* **TEXT PROVIDED**
============================================================

One way to provide a user-known, or descriptive, file name for an image is to manually enter the filename, using the keypad on the handset. The disadvantage to this method is that a manual key entry method is quite cumbersome. For example, for a user to enter the word “soccer”, the user must push the ‘7’ key four times, the ‘6’ key three times, the ‘2’ key three times, pause, the ‘2’ key three times, the ‘6’ key three times, the ‘3’ key two times, and the ‘7’ key three times. While optimized keypad entry methods, e.g., T9, are available, such methods are still cumbersome. Hence these solutions are not feasible to provide rapid naming of images.
U.S. Pat. No. 6,178,403 to Majaniemi, for Mobile communication devices having speech recognition functionality, granted May 21, 2002 describes a hand-held data acquisition device including a display presenting at least one of (1) an address book, (2) a date book, (3) a memo pad, (4) a to-do list, (5) a contact manager, (6) an expense tracker, (7) an e-mail client, and (8) a project manager, at least one of which contains multiple data entries. An input device is operatively connected to the device and suitable to receive voice data from the user. The data acquisition device stores the voice data and associates the voice data with at least one of the data items.
U.S. Pat. No. 6,393,403 to Detlef, for Distributed voice capture and recognition system, granted Jan. 23, 2001, describes a mobile telephone having speech recognition and speech synthesis functionality. The telephone has a memory for storing a set of speech recognition templates corresponding to a set of respective spoken commands and a transducer for converting a spoken command into an electrical signal. Signal processing means are provided for analyzing a converted spoken command, together with templates stored in the memory to identify whether or not the converted spoken command corresponds to one of the set of spoken commands. The phone user may select to download, into the phone's memory, a set of templates for a selected language, from a central station via a wireless transmission channel. The reference describes use of speech recognition in the mobile handset to determine if the spoken voice matches a template of commands that is stored in the handset. The voice spoken into the handset is not used as a tag.
U.S. Pat. No. 6,047,257 to Dewaele, for Identification of medical images through speech recognition, granted Apr. 4, 2000, describes an identification station into which data identifying a medical image are input and by means of which the identification data are. associated with the medical image. The identification station is provided with a speech recognition subassembly, and a microphone to allow data input through speech recognition. The reference requires the use of a PC or workstation which is connected to a network. This system uses speech identification data to store the medical images.
U.S. Patent Publication No. 20030117365 of Shteyn, for UI with graphics-assisted voice control system, published Jun. 26, 2003, describes an electronic device having a UI which provides first-user-selectable options. Second-user-selectable options are made available upon selection of a specific one of the first-user-selectable options. An information resolution of the first options, when rendered, differs from the information resolution of the second options when rendered. Also, a first modality of user interaction with the UI for selecting from the first options differs from a second modality of user interaction with the UI for selecting from the second options. The reference describes use of a speech recognition system to display a specific phone number or address that is stored in the device including mobile phones.

============================================================

* **EXCERPTED DATA**
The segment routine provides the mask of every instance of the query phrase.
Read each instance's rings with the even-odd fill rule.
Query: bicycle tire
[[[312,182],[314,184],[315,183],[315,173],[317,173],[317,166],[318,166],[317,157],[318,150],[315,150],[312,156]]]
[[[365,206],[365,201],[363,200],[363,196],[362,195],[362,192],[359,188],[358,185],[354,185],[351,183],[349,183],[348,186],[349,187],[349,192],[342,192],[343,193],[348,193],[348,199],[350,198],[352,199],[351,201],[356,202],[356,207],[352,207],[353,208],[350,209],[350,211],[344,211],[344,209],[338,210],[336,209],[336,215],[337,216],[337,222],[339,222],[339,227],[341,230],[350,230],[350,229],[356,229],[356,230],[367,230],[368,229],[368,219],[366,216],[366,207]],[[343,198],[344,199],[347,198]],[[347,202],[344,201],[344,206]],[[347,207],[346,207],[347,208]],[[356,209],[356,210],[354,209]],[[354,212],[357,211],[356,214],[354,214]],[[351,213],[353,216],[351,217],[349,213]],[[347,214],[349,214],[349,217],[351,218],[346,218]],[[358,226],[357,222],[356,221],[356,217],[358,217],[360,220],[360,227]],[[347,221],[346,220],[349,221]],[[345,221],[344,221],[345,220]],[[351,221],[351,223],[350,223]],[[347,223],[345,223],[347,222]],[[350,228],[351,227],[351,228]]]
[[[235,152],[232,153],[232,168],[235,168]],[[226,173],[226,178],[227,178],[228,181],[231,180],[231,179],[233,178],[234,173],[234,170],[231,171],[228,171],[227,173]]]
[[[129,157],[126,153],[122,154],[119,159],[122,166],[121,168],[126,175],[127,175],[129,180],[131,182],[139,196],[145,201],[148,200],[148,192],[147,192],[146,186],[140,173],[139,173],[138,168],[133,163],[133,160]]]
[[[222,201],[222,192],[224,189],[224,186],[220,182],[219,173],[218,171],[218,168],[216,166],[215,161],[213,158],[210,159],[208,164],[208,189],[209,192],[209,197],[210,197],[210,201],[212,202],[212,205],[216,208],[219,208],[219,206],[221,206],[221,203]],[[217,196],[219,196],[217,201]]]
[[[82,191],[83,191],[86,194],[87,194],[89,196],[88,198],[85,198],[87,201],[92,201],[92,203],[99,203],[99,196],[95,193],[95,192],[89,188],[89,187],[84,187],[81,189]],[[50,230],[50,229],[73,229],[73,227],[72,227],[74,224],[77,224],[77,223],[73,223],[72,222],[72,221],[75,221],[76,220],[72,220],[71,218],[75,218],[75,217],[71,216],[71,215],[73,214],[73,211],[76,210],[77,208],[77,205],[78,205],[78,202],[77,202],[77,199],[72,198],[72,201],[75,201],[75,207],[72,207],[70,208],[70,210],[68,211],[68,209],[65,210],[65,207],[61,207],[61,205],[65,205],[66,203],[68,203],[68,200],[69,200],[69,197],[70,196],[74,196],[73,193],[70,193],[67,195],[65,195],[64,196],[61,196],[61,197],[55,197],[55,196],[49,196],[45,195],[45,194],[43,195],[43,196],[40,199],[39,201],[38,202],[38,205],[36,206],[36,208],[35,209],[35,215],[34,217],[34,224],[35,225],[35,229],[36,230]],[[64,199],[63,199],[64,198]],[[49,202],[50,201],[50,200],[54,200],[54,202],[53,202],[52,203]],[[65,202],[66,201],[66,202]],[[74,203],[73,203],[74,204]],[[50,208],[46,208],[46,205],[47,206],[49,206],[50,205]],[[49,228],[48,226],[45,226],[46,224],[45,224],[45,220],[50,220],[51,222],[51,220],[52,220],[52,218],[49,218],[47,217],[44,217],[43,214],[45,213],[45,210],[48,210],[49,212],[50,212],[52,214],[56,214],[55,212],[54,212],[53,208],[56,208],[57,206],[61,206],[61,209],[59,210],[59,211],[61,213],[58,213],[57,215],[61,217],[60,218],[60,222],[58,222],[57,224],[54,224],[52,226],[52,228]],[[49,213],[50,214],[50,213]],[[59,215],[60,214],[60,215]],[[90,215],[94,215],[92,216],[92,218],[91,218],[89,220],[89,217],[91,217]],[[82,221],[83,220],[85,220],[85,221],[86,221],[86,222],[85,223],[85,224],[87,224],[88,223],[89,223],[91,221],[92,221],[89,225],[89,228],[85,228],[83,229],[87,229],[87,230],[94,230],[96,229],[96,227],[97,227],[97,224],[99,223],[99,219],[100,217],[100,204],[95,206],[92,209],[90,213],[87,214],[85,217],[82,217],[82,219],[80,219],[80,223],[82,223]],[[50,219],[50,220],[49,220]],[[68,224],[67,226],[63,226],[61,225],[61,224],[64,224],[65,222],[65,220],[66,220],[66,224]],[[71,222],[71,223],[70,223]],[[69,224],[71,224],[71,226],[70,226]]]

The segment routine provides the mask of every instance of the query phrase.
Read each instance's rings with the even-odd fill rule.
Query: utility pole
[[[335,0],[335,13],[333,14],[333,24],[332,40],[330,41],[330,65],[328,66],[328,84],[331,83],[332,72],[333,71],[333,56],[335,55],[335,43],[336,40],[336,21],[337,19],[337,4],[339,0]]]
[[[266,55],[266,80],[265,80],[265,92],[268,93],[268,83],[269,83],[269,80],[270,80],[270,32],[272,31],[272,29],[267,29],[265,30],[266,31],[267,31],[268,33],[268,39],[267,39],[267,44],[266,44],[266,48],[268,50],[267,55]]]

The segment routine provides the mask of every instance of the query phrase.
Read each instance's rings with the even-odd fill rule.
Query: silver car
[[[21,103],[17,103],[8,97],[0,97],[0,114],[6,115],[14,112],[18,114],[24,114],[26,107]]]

============================================================

* **PROBLEM SET**
1. Output the part of the patent background text starting with "U.S. Pat. No. 6,047,257" and going on through "the medical images.".
2. Answer these questions from the patent background text:
(a) In the key-entry example for the word "soccer," which key is pushed four times?
(b) On what date was the patent to Dewaele granted?
(c) What does the mobile telephone in the patent to Detlef store in its memory?
3. According to the patent background text, why is manually entering a filename with the handset keypad not a feasible way to name images rapidly?

* **TASK SOLUTIONS**
1.
U.S. Pat. No. 6,047,257 to Dewaele, for Identification of medical images through speech recognition, granted Apr. 4, 2000, describes an identification station into which data identifying a medical image are input and by means of which the identification data are. associated with the medical image. The identification station is provided with a speech recognition subassembly, and a microphone to allow data input through speech recognition. The reference requires the use of a PC or workstation which is connected to a network. This system uses speech identification data to store the medical images.

2.
(a) The '7' key.
(b) Apr. 4, 2000.
(c) A set of speech recognition templates corresponding to a set of respective spoken commands.

3. Manual key entry is quite cumbersome. Entering a word like "soccer" takes many repeated presses of several keys and a pause. Optimized methods such as T9 are still cumbersome.